[Aim 1] According to the text on Jehovah's Witnesses during the genocide in Rwanda, in what year did African Rights document that genocide in twelve hundred pages?
[Aim 2] Carry on the interview text about Jehovah's Witnesses during the genocide in Rwanda from its last sentence.

[Text]
◆ ◆ ◆ ◆ ◆ ◆ ◆
3) In the context of a tragedy of enormous proportions such as the Genocide against the Tutsi in Rwanda, there are many minor, but equally profound and lacerating tragedies of some minorities, such as the community of Jehovah's Witnesses in her country, which she knows well. How much have historians talked about it? Is there a historiographical production about the suffering suffered by Jehovah's Witnesses during that genocide?


As far as I know, few historians have talked about the pain that Jehovah's Witnesses suffered during the genocide against the Tutsis in Rwanda. Here are some references on this topic. Under the headline "Only Jehovah's Witnesses are not accused of anything”" the Swiss weekly Reformierte Presse declared: In 1995, African Rights documented the genocide in Rwanda in twelve hundred pages: “It could prove the participation of all churches except Jehovah's Witnesses.” .


Reformierte Presse: Harare: 8 December 1998, https://archive.li/Xxzmu [original link: http://www.ref.ch/ma/meldungen/1664.htm ] (accessed on November 28, 2018)


Other references include the following texts:


Genocidio e crisi nell'Africa centrale, di Christian P. Scherrer

Rwanda before the genocide: Catholic politics and ethnic discourse in the late colonial era, by JJ Carney

Mosco News February 20-26, 1997 p.5, by professor of religious studies Sergei Ivanenko.
◆ ◆ ◆ ◆ ◆ ◆ ◆
[Data excerpt]

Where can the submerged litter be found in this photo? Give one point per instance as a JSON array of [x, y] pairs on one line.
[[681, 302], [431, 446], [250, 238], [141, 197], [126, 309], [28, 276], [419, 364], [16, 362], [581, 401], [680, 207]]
◆ ◆ ◆ ◆ ◆ ◆ ◆
[Exercise output 1] 1995

[Exercise output 2]
But you can also check the following websites:


https://www.jw.org/en/news/legal/by-region/rwanda/

https://diaspoint.nl/love-shines-through-in-rwanda-genocide/

http://reiblingfoundation.org/press

 

4) Could you specify why you were attacked during the Rwandan genocide? Has your membership in Jehovah's Witnesses influenced the persecution you and your family have suffered?


Not exactly. The main reason was because I belonged to the Tutsi ethnic group. I say this because many Hutu Jehovah's Witnesses had nothing to fear in relation to their ethnicity. However, they were persecuted because they refused to participate in the genocide and tried to hide the Tutsi witnesses and non-Jehovah's Witnesses. My family of seven was able to survive because 20 Hutu Jehovah's Witnesses worked as a team for 75 days to hide, feed and protect us in difficult situations, including moving us to nine different places through roadblocks and night vigils.


5) Every historical tragedy obviously represented some kind of uniqueness, like the Holocaust that Jewish historians called "Shoah". What, in your opinion, is the uniqueness of the Rwandan Genocide as a catastrophe in the recent history of the world?


The similarity between the Holocaust and the Tutsi genocide in Rwanda could be explained in these points:


Both the Holocaust and the genocide against the Tutsis took place under the cover of military conflicts

both events were meant to exterminate a group as a whole

people were attacked and killed simply because of who they were, Jews or Tutsis

the victims were helpless, simply picked up from their homes, taken to “slaughterhouses” where they were killed in various ways

genocide in both cases was seen as a final solution to the prevailing problem.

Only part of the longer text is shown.